→ **Records to process**:
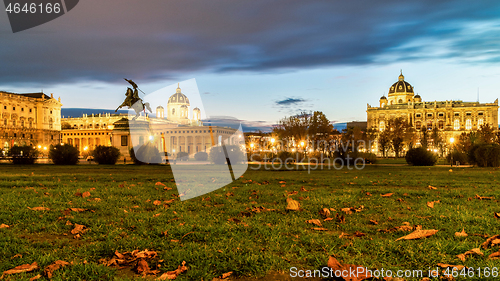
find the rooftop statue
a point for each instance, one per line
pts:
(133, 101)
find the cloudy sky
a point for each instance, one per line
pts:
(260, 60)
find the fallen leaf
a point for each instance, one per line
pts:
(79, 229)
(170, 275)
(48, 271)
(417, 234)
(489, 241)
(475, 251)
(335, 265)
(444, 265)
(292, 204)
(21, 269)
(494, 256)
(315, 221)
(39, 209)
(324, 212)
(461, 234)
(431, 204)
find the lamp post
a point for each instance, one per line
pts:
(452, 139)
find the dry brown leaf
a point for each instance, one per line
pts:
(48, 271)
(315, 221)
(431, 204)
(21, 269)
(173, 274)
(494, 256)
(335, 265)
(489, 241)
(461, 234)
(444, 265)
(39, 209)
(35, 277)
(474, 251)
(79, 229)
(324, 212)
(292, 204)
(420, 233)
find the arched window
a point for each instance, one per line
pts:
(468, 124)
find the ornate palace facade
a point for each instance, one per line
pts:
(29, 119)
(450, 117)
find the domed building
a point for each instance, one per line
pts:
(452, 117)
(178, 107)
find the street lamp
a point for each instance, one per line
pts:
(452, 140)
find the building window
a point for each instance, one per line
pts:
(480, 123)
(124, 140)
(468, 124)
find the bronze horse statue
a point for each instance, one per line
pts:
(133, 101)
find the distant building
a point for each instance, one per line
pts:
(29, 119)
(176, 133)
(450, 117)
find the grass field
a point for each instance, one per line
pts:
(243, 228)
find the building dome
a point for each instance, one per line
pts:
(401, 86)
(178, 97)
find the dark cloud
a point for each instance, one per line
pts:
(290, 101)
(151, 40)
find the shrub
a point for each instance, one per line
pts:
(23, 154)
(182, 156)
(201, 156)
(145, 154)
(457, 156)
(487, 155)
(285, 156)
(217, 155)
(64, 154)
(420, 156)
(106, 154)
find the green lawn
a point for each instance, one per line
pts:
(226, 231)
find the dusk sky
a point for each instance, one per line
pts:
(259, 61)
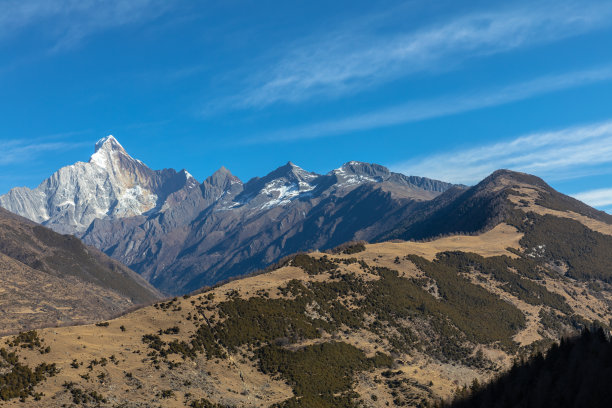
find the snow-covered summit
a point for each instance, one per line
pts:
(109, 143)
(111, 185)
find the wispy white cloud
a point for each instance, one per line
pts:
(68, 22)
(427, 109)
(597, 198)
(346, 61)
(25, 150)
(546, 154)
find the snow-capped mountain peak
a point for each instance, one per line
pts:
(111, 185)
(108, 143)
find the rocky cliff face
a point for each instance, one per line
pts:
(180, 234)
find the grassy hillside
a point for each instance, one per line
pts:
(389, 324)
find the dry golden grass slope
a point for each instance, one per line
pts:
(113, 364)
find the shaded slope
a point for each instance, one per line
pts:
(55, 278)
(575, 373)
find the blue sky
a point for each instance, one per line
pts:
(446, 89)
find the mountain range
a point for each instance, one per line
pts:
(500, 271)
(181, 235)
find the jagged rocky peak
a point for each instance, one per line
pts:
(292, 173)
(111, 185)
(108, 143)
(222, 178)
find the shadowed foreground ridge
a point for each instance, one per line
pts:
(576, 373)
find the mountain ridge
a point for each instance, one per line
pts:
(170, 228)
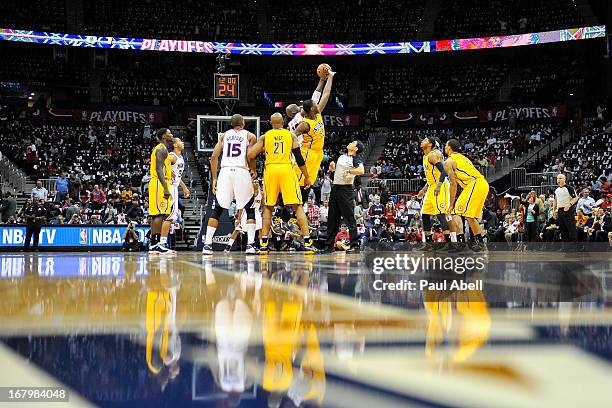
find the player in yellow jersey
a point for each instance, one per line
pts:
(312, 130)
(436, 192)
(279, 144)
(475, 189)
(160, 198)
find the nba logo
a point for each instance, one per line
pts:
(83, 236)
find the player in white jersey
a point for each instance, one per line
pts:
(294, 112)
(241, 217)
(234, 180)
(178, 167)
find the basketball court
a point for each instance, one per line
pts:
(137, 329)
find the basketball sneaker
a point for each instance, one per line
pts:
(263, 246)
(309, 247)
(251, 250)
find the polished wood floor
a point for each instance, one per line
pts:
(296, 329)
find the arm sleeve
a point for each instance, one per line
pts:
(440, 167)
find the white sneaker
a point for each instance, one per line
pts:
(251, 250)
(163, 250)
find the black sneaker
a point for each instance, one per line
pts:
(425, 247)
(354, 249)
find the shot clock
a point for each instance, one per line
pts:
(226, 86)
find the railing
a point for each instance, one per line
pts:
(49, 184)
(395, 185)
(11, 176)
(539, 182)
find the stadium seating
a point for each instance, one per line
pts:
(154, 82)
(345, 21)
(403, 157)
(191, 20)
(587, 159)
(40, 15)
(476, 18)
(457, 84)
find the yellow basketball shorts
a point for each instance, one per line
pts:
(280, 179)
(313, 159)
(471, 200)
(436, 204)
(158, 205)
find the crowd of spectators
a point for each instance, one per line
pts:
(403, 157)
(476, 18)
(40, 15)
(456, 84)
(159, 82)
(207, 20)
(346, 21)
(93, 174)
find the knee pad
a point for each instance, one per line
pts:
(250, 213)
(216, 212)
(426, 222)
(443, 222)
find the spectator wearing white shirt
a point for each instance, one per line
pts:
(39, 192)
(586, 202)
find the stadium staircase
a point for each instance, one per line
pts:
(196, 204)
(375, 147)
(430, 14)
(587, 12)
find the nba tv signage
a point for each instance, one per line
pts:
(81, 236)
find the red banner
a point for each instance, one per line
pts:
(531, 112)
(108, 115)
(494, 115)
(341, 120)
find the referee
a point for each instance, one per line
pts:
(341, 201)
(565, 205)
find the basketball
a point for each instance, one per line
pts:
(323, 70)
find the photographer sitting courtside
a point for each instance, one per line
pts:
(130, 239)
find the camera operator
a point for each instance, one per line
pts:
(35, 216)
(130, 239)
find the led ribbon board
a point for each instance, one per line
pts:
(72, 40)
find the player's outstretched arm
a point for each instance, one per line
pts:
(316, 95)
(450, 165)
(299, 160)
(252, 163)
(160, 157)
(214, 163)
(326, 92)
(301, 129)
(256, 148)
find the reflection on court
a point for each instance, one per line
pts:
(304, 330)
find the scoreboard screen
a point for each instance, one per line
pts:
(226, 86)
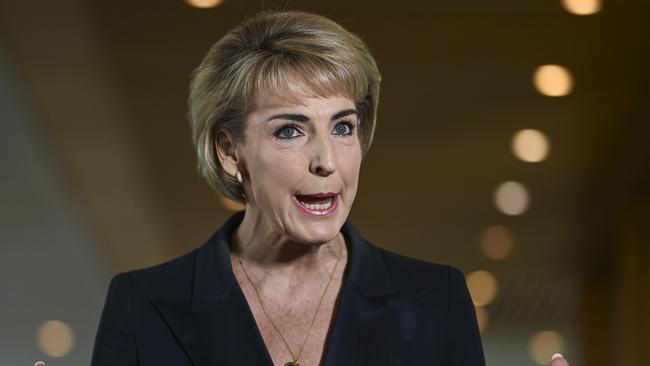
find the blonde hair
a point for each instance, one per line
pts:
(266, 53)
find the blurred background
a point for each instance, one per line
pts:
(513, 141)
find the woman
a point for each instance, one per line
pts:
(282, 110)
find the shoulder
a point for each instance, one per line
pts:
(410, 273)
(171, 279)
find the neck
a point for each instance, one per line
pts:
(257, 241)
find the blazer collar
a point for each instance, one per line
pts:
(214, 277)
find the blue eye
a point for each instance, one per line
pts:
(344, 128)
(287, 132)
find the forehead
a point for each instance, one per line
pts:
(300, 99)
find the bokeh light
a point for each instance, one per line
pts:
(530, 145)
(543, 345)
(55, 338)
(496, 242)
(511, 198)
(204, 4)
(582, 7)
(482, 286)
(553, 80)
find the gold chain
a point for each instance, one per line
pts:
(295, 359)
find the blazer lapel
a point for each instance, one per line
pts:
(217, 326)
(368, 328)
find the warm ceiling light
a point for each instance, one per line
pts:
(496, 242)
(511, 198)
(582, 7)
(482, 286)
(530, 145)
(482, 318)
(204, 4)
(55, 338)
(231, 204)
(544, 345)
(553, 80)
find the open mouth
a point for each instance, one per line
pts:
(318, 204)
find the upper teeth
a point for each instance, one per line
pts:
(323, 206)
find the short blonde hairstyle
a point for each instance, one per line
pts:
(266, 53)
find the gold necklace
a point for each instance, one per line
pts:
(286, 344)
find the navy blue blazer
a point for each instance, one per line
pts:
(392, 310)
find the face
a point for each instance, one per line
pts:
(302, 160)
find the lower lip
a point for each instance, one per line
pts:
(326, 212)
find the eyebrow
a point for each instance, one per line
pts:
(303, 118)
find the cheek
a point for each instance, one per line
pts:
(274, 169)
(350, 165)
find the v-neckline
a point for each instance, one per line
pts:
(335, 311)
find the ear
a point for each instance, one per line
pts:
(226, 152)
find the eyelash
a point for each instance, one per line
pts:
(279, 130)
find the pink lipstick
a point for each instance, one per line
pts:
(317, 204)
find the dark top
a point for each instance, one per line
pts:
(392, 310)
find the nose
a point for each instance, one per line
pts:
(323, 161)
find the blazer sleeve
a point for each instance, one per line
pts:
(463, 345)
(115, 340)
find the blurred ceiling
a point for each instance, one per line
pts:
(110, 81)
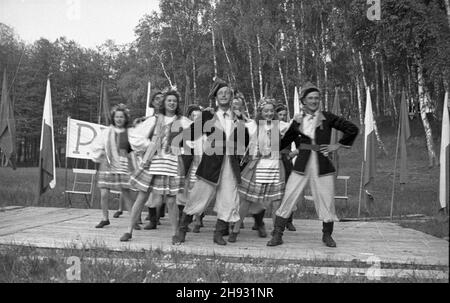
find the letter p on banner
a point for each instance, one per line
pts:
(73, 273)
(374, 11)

--

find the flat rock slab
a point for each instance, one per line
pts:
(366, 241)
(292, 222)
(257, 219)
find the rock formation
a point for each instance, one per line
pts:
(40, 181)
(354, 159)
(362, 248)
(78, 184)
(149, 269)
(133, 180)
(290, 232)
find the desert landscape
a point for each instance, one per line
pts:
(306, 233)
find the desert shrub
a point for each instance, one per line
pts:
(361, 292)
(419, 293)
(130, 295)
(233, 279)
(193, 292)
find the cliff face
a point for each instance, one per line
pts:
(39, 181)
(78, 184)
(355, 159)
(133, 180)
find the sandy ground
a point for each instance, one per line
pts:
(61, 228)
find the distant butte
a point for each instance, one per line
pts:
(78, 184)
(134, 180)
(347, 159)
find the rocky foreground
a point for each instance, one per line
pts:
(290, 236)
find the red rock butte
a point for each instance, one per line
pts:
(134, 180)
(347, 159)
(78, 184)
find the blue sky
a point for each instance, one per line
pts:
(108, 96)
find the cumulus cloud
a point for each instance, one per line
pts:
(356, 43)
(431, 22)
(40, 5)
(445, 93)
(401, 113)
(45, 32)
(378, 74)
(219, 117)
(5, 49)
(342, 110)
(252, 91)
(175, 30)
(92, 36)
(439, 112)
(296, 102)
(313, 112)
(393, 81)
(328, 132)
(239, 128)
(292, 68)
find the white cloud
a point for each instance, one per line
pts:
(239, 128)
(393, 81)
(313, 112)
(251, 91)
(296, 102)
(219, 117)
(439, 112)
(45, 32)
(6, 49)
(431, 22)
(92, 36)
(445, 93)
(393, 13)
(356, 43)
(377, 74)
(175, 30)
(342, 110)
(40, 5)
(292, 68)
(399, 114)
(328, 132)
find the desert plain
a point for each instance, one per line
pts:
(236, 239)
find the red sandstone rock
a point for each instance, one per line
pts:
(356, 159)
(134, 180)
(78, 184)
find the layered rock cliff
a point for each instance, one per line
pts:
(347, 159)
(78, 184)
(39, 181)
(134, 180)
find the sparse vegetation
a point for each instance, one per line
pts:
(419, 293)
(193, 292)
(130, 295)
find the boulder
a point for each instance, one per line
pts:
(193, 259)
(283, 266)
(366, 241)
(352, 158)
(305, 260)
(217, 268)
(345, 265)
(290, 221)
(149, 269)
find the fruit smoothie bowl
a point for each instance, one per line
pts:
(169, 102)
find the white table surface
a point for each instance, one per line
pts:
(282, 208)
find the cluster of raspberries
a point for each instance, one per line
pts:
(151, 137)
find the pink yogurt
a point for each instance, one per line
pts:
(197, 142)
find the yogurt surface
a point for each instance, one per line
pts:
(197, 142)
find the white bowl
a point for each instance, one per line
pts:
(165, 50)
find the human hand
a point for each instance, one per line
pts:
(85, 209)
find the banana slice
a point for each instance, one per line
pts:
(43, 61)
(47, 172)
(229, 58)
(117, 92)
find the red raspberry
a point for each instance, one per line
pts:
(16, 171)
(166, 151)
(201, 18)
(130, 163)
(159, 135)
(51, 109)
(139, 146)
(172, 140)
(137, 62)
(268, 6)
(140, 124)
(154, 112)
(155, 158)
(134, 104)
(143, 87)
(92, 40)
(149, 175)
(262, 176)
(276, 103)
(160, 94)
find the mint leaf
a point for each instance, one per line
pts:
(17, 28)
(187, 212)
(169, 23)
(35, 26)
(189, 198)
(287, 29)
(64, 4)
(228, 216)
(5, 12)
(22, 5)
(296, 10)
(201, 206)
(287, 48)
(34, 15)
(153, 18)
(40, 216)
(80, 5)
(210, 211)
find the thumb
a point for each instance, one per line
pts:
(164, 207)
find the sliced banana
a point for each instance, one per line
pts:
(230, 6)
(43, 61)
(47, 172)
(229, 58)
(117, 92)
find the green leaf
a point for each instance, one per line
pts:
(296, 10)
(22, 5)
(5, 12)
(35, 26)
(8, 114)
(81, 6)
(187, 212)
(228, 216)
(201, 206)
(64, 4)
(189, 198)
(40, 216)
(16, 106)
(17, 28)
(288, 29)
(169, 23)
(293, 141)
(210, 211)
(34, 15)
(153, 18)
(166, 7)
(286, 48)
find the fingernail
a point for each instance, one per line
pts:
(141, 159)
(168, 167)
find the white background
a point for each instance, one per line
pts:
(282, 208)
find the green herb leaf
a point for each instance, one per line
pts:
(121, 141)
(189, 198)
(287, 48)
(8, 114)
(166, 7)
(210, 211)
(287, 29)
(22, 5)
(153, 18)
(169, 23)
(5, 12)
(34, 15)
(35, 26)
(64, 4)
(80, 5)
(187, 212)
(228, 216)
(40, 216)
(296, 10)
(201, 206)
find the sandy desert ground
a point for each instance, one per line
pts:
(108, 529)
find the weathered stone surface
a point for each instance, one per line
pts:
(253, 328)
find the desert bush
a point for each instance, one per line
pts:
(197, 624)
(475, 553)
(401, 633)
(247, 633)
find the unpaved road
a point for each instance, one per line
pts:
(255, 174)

...

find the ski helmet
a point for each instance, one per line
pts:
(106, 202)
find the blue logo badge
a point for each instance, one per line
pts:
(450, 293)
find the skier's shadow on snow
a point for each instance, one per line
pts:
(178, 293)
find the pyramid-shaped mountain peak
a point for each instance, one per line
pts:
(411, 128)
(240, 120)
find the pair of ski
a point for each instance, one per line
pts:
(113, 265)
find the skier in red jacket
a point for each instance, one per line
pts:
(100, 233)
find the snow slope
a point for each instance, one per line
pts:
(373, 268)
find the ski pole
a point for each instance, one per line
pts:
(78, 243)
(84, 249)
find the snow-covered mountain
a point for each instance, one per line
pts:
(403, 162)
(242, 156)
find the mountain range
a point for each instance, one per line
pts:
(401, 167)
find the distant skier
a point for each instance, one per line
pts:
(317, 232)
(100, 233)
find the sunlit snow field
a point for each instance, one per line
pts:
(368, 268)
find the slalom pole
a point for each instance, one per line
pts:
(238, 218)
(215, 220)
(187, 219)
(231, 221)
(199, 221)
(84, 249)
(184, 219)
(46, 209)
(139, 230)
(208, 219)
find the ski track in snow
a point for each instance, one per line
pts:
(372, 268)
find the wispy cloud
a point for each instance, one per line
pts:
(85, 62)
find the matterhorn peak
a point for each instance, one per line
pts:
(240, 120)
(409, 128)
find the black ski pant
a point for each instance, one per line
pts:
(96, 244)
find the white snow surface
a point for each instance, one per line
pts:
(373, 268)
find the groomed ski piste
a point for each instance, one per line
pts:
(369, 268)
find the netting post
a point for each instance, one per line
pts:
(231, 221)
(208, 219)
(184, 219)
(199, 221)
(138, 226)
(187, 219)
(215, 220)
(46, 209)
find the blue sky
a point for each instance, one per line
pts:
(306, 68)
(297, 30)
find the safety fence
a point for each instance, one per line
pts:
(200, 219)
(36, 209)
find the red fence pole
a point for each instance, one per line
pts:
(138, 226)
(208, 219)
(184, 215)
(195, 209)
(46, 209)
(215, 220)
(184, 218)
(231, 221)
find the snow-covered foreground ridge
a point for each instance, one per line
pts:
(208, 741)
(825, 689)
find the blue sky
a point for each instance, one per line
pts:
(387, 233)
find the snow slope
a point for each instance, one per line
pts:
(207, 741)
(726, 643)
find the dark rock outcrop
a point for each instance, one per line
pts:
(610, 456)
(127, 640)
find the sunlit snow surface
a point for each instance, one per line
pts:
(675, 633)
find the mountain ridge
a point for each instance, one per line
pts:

→ **Exercise brief**: Take each line from the preceding material that contains "black" and copy it.

→ **Answer section**:
find the black sneaker
find the black ski pant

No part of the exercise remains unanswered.